WHAT YOU NEED TO DO: Duplicate, word for word, the part of the college football report below that opens with the words containing "The fifth-ranked University" and closes with "another third-round game.".

SELECTION:
ALLIANCE, Ohio - The playoff road is filled with roadblocks and chuck holes and fraught with detours and opponents that are unintimidated and can be drastically more talented than any ranking or rating may judge.
It's one of the beauties of college football.
The fifth-ranked University of Mount Union football team anticipated all that and acted accordingly on Saturday when it played host to 13
th-ranked Carnegie Mellon in a third-round game of the Division III playoffs.
As the proverb goes, to be forewarned is to be forearmed and the Raiders – favored to win by the media stalwarts -- were forearmed enough to hold off the determined Tartans and continue on the playoff road with a hard-earned 24-19 victory in front of 2,486 chilled fans in Kehres Stadium.
Mount Union (12-0) will travel to Maryland next Saturday for a quarterfinal game against eighth-ranked and undefeated Salisbury, which defeated unranked Randolph Macon, 35-14, in another third-round game.

DATA SUPPLIED:
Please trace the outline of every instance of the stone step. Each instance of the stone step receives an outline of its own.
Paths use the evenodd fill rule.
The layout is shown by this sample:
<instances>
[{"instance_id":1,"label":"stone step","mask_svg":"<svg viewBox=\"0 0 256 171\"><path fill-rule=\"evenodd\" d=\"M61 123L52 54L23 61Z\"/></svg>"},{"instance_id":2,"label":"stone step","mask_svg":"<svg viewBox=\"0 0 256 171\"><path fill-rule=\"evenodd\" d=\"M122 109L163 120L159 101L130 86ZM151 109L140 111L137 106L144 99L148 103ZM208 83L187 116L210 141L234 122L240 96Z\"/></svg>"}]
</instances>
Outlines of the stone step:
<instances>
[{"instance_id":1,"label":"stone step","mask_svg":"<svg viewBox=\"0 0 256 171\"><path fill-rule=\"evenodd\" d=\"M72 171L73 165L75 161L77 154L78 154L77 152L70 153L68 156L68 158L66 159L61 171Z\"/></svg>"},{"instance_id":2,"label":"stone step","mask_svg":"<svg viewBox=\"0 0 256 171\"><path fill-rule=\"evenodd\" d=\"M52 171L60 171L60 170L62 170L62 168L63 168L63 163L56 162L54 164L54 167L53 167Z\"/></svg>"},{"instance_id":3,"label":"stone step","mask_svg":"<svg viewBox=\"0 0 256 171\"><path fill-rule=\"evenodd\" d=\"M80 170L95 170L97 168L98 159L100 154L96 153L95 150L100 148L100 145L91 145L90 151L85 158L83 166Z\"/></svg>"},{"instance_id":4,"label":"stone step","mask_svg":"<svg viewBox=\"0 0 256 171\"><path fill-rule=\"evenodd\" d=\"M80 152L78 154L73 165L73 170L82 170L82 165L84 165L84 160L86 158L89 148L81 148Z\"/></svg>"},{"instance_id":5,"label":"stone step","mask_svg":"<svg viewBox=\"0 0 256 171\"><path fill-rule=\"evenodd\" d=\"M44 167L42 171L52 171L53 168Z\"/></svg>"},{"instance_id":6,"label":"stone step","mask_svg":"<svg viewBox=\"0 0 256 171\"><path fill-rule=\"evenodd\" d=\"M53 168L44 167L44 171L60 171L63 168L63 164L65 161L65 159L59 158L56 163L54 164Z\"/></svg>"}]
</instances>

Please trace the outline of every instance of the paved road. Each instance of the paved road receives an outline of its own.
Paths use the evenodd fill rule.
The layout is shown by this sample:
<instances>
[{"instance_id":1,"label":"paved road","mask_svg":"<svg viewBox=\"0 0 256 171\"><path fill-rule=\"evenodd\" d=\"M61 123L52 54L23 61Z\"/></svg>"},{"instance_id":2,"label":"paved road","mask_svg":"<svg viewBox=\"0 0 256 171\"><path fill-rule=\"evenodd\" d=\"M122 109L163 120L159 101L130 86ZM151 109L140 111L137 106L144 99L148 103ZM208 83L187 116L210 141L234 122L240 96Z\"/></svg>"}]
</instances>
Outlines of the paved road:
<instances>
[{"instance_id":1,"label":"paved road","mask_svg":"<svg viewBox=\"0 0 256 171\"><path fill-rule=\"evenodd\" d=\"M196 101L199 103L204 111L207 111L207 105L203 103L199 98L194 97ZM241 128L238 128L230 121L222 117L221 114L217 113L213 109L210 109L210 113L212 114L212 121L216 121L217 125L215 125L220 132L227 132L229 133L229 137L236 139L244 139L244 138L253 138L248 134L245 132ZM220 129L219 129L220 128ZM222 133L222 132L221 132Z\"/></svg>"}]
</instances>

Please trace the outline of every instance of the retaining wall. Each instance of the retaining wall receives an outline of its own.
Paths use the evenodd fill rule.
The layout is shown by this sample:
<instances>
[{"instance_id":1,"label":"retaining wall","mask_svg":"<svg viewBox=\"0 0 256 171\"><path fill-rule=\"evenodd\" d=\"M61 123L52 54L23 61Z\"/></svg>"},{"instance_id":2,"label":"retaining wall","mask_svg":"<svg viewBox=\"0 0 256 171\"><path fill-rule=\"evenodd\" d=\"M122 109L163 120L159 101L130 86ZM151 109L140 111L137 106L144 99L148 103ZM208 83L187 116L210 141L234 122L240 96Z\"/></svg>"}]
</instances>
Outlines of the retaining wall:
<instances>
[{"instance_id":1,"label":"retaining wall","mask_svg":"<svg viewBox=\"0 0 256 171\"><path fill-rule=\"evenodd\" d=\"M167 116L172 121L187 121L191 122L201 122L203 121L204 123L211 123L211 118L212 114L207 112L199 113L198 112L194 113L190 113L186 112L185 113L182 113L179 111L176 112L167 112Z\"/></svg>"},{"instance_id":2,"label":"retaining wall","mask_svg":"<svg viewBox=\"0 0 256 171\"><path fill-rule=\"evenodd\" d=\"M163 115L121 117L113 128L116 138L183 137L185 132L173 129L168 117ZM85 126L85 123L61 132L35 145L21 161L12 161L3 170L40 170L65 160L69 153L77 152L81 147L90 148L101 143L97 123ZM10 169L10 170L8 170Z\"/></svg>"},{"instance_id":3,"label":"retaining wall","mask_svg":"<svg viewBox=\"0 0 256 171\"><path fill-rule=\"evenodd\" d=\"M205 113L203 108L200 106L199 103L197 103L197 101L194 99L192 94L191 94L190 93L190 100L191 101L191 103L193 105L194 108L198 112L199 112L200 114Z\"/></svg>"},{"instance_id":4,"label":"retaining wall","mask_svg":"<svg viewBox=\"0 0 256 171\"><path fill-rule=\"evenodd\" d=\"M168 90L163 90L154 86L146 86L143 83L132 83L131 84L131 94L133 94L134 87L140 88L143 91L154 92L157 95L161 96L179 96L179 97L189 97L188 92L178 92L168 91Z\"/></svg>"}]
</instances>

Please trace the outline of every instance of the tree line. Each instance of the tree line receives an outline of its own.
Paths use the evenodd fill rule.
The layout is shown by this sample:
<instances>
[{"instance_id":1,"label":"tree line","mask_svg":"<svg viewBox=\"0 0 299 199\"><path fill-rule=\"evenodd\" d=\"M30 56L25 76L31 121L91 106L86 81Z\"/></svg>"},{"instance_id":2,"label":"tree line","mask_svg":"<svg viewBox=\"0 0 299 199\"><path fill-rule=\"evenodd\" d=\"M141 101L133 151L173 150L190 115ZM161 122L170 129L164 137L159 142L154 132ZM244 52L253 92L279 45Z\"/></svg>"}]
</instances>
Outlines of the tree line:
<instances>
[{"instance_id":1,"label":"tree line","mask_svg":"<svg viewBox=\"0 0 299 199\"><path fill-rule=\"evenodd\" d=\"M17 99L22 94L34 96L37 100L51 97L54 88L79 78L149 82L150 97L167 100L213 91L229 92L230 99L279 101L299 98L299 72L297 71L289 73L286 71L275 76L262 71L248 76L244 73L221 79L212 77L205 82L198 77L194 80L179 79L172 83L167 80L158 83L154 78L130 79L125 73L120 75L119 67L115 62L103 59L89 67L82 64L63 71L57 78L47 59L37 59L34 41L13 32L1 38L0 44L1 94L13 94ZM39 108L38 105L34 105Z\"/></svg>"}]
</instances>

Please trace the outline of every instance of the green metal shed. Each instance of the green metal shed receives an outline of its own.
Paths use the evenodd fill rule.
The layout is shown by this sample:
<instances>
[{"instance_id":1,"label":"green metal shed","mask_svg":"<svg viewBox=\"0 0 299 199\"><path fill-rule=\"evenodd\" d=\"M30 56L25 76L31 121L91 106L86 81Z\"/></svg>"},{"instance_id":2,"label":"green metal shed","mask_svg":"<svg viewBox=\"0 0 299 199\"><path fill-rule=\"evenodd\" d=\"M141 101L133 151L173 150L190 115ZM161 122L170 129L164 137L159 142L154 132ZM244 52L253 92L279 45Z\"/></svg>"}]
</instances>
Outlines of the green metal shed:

EXERCISE RESPONSE:
The fifth-ranked University of Mount Union football team anticipated all that and acted accordingly on Saturday when it played host to 13
th-ranked Carnegie Mellon in a third-round game of the Division III playoffs.
As the proverb goes, to be forewarned is to be forearmed and the Raiders – favored to win by the media stalwarts -- were forearmed enough to hold off the determined Tartans and continue on the playoff road with a hard-earned 24-19 victory in front of 2,486 chilled fans in Kehres Stadium.
Mount Union (12-0) will travel to Maryland next Saturday for a quarterfinal game against eighth-ranked and undefeated Salisbury, which defeated unranked Randolph Macon, 35-14, in another third-round game.